» **WORK ORDER**: Your answer must contain each line of the data, copied exactly.

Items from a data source
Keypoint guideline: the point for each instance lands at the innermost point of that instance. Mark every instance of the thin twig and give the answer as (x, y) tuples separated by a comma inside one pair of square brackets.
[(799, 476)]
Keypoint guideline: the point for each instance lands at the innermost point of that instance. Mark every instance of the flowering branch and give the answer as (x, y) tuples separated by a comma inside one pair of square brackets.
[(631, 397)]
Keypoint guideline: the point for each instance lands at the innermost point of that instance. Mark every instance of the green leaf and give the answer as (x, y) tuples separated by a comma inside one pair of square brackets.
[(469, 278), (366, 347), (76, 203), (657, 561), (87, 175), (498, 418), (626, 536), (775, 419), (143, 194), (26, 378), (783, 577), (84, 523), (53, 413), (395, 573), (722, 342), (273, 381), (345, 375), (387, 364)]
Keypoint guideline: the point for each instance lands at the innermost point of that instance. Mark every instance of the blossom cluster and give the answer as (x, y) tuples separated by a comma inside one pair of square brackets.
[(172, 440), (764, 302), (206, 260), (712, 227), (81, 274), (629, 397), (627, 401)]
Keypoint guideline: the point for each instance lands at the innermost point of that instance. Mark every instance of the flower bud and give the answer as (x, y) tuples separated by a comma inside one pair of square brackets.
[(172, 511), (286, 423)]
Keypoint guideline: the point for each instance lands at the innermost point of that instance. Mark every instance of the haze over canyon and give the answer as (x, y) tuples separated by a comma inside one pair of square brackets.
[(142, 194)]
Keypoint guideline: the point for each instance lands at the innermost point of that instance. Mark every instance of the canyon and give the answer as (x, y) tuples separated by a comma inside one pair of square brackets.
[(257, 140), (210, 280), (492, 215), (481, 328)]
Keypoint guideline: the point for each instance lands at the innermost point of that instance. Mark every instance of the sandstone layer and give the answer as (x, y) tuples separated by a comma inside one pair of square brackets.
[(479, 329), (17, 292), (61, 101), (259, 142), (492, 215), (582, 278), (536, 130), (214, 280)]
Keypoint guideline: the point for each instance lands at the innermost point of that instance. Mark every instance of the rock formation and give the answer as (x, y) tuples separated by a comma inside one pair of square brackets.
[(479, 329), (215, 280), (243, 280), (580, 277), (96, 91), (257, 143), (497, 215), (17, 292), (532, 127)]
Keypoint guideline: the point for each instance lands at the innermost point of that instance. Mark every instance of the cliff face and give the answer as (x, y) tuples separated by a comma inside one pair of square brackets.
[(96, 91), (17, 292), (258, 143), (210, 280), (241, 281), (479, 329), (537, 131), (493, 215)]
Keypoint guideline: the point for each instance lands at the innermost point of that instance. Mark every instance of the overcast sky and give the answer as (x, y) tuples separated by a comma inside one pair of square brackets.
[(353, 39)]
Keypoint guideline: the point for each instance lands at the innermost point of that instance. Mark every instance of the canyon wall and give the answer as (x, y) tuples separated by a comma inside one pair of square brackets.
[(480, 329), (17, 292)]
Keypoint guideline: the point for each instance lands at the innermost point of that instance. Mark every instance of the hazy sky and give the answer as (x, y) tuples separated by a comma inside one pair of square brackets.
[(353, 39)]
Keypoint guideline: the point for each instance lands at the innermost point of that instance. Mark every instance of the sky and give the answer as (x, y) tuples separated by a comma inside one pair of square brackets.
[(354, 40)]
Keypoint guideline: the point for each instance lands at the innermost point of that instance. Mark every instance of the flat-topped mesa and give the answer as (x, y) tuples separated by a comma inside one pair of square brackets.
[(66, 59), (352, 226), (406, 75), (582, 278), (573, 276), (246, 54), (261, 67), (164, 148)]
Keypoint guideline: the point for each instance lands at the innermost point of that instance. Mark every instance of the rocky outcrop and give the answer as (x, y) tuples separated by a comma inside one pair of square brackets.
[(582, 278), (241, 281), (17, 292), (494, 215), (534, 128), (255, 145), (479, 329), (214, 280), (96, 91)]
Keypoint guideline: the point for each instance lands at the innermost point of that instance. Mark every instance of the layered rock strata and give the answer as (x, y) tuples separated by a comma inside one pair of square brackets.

» **RESULT FOR THIS TASK**:
Keypoint guideline: the point for each instance lands at the innermost point of that instance. Mark every instance of the thin twig and give the answer as (x, y) tuples separated by a comma inside one pair of square brackets.
[(799, 476)]
Keypoint guideline: the point for each instance lands at the innermost point of that instance. Mark every instance of the flowering branch and give the answer as (x, y) tuples separated by a comma inside one pair of square brackets.
[(631, 397)]
Keypoint guideline: the point for each instance lands at the innermost point of that instance. Mark every instance of the green leaf and give the answer as (x, y) tuples separated by a comma inside one pair of square brackets.
[(469, 278), (366, 347), (76, 203), (657, 561), (87, 175), (498, 418), (626, 536), (775, 419), (143, 194), (26, 378), (783, 577), (84, 523), (53, 413), (395, 573), (722, 342), (273, 381), (345, 375), (387, 364)]
Keypoint guideline: the point for each instance lands at the innermost point of that instance. Mark every instance of the blossom cluster and give the answer as (x, y) tuples separated by a comma inside one pair of square brackets.
[(172, 440), (764, 302), (206, 260), (712, 227), (81, 274), (629, 397), (627, 401)]
Keypoint guideline: the point for each instance lands at the innermost point of that instance. Mark every instance of the flower bud and give the answer as (x, y) tuples separated by a comma inside one pair of square brackets.
[(172, 511), (286, 423)]
Keypoint guideline: the point for each instance lands at the innermost point of that instance. Mark every instance of the haze over canyon and give the answer as (x, y) tuples separated by a comma inside one pair of square brackets.
[(142, 194)]
Keypoint guideline: the point for each instance lands at the innermost point of that instance. Mark every instance of the canyon and give the answer as (x, y) tuples separated by a comma inside one pair of square brackets.
[(257, 140), (210, 280), (492, 215), (481, 328)]
Keypoint guideline: the point for each instance lands at the innermost point of that instance. Mark every instance of the sandstone layer and give the answer as (x, y) tuples separated by a comma inside one pair of square brackets.
[(479, 329), (17, 292), (61, 101), (259, 142), (492, 215), (582, 278), (536, 130), (214, 280)]
Keypoint guideline: the point for each instance lands at the innermost point of that instance. Mark every instance of the rock formation and give the answer as (x, y) tuples separated by a comma inside one pair of square brackets.
[(479, 329), (215, 280), (243, 280), (580, 277), (96, 91), (257, 143), (497, 215), (17, 292), (532, 127)]
Keypoint guideline: the point for each instance lands at the innermost point of that instance. Mark every instance of the cliff face and give the answer as (x, y) tuples separated by a comma inside one pair of square brackets.
[(96, 91), (17, 292), (258, 143), (210, 280), (241, 281), (479, 329), (537, 131), (493, 215)]
Keypoint guideline: the point for each instance lands at the innermost point of that instance. Mark every instance of the overcast sky and give the answer as (x, y) tuples separated by a comma inside one pair of square brackets.
[(353, 39)]
Keypoint guideline: the point for each instance lands at the innermost point of that instance. Mark every instance of the canyon wall and give the answer as (x, y) tuples separated by a comma inside one pair of square brackets.
[(480, 329), (17, 292)]
Keypoint guideline: the point for each instance lands at the innermost point of that instance. Mark every instance of the hazy sky and give the answer as (x, y) tuples separated by a comma inside one pair of square brackets.
[(353, 39)]
Keypoint guideline: the point for each instance lands at the innermost point of that instance. Mark every instance of the sky and give the answer as (x, y) tuples separated by a comma inside one pair of square brackets.
[(354, 40)]
Keypoint guideline: the point for each instance lands at the innermost point of that instance. Mark every instance of the flat-topped mesa and give the answer as (x, y) tuples separated by a comma inside one pair of square brackets.
[(66, 59), (352, 226), (406, 75), (582, 278), (573, 276), (246, 54), (261, 67), (164, 148)]
Keypoint guideline: the point for each instance lands at the innermost point of that instance. Mark every instance of the rocky outcrop and give the answer as (x, y) tuples separated by a comma inside one pair of square brackets.
[(582, 278), (241, 281), (17, 292), (494, 215), (534, 128), (255, 145), (479, 329), (214, 280), (96, 91)]
Keypoint guideline: the point for each instance lands at the innermost point of that instance. Mark every instance of the layered rock strata and give the answer as (x, y) tuples separated by a comma inside one pair of square brackets.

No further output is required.